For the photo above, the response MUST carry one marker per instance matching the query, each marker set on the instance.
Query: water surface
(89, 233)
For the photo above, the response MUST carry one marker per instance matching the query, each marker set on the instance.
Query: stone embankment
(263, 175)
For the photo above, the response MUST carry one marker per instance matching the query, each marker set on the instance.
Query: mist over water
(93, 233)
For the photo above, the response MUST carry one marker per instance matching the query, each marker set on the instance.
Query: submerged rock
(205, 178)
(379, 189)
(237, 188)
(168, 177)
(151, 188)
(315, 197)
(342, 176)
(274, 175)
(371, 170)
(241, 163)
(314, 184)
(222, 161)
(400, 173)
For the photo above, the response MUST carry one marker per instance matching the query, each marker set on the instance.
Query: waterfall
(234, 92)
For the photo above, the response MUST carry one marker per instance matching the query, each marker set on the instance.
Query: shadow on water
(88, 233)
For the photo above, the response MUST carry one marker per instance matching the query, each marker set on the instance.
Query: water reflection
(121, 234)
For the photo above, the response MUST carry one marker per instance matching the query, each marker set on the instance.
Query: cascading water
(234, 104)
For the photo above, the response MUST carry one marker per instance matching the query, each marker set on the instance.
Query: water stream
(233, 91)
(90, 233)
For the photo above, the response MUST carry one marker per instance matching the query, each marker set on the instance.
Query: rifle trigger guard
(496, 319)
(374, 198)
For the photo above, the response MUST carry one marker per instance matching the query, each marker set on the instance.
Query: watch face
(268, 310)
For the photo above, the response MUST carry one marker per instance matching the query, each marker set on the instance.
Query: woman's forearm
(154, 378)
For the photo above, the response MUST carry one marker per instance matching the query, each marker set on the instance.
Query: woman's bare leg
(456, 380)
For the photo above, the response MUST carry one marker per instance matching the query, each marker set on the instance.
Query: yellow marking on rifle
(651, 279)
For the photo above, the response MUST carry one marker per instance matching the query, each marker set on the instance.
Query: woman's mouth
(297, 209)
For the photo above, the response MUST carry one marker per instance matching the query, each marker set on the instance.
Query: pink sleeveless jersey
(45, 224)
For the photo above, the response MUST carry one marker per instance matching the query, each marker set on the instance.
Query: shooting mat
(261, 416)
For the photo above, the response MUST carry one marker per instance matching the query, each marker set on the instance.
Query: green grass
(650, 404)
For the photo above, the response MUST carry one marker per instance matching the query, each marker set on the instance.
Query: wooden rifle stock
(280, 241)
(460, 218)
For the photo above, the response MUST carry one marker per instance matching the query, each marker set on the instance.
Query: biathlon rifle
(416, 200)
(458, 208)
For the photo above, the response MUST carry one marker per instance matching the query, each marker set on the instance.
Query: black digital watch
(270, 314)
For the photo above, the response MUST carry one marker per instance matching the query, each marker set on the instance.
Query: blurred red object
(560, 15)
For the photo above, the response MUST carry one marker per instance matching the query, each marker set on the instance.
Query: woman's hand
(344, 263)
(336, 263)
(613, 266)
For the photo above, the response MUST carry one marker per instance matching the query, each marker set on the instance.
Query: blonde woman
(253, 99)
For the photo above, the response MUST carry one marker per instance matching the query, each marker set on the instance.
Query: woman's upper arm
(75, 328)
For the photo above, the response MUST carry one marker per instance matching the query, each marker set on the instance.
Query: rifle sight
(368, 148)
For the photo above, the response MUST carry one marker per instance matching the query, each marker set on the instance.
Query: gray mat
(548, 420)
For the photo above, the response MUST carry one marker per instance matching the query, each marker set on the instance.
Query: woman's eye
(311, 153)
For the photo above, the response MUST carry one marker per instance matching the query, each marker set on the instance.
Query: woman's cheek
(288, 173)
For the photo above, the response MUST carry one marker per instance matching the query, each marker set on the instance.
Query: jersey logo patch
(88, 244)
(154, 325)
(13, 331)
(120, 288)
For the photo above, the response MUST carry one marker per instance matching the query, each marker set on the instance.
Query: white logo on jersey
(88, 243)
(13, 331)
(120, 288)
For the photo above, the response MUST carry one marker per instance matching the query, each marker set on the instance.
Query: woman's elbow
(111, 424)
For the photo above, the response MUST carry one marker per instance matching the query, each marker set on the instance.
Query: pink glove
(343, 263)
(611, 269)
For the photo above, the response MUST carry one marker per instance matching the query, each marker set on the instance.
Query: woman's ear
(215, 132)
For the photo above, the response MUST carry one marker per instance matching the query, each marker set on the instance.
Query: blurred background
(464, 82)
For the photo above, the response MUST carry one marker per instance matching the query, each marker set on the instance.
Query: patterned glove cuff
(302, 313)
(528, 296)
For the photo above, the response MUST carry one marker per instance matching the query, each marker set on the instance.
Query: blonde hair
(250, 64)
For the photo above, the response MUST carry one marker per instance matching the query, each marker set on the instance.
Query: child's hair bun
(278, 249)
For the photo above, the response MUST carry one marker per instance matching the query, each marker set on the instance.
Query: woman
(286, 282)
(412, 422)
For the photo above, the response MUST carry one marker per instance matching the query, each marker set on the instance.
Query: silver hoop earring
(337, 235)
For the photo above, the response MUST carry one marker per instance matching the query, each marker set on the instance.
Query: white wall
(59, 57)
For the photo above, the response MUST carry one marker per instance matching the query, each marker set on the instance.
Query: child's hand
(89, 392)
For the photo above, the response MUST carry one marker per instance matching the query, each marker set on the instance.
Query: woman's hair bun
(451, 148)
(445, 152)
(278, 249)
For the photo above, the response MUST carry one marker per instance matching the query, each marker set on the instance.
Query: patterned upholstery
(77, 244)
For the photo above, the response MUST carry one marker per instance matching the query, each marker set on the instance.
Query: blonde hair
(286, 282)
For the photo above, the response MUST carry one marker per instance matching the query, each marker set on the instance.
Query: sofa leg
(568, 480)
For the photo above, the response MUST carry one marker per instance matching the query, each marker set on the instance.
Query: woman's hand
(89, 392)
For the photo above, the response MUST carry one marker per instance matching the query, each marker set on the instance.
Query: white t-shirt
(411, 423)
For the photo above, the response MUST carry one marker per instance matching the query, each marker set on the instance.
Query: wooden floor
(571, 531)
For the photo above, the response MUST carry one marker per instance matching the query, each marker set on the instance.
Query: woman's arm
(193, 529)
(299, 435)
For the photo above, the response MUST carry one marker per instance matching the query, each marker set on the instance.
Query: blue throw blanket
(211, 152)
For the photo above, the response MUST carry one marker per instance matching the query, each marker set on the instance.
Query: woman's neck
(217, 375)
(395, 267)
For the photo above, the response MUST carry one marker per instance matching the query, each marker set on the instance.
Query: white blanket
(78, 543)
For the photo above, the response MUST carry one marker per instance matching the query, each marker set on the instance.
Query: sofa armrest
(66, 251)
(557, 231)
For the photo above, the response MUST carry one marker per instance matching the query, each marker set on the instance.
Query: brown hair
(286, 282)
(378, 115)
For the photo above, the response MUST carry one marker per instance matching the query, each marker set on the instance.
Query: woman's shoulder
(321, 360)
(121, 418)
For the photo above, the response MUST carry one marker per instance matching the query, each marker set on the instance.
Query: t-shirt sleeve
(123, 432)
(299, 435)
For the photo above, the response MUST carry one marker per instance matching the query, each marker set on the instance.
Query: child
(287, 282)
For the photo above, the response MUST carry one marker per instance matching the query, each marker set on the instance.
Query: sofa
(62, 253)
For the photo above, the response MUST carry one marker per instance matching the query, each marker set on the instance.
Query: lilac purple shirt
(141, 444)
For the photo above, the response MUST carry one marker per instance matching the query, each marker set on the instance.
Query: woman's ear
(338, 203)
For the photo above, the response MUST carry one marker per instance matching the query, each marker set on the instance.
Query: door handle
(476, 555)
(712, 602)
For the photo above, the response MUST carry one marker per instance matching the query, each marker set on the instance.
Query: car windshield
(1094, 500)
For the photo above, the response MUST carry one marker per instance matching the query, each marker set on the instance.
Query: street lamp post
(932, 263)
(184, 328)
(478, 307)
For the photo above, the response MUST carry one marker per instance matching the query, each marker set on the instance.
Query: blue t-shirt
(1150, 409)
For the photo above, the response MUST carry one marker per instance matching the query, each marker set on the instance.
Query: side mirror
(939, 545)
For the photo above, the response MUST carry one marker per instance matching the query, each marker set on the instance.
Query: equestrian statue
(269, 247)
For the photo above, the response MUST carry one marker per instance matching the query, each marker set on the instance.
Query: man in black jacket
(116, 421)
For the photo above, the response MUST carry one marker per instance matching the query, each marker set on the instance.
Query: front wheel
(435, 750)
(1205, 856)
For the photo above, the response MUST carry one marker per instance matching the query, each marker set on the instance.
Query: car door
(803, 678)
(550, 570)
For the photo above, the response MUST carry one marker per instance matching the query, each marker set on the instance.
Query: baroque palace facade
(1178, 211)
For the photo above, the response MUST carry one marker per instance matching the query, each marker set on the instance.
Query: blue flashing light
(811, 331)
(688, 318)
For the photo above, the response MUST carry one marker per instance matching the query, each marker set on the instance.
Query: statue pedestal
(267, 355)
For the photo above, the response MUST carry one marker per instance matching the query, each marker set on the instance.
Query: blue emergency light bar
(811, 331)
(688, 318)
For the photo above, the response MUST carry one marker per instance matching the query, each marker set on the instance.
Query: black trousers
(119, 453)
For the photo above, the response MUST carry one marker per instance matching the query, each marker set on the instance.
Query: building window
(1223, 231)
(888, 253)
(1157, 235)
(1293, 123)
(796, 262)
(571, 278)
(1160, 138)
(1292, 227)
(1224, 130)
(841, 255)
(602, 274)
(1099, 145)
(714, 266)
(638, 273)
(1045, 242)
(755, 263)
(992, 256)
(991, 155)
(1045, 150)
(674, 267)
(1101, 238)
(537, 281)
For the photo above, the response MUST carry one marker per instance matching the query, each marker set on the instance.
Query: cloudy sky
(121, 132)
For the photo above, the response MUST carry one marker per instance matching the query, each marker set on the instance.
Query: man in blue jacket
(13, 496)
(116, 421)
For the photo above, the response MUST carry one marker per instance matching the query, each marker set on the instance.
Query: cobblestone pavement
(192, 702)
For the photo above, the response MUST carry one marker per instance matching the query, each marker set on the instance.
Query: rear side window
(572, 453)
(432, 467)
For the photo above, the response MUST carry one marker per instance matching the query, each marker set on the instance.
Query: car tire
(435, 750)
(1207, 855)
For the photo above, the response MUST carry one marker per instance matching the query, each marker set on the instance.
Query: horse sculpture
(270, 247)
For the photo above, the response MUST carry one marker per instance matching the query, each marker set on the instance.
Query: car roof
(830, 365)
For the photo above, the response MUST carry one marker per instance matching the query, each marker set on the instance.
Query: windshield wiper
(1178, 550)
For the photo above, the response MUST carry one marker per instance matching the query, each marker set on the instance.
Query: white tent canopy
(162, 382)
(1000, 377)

## [Goal]
Pick out every line in the entries above that contains the string "patterned", and copy each one in full. Case counts, so match only that exact capitalization.

## [Problem solution]
Query: patterned glove cuff
Query: patterned upholstery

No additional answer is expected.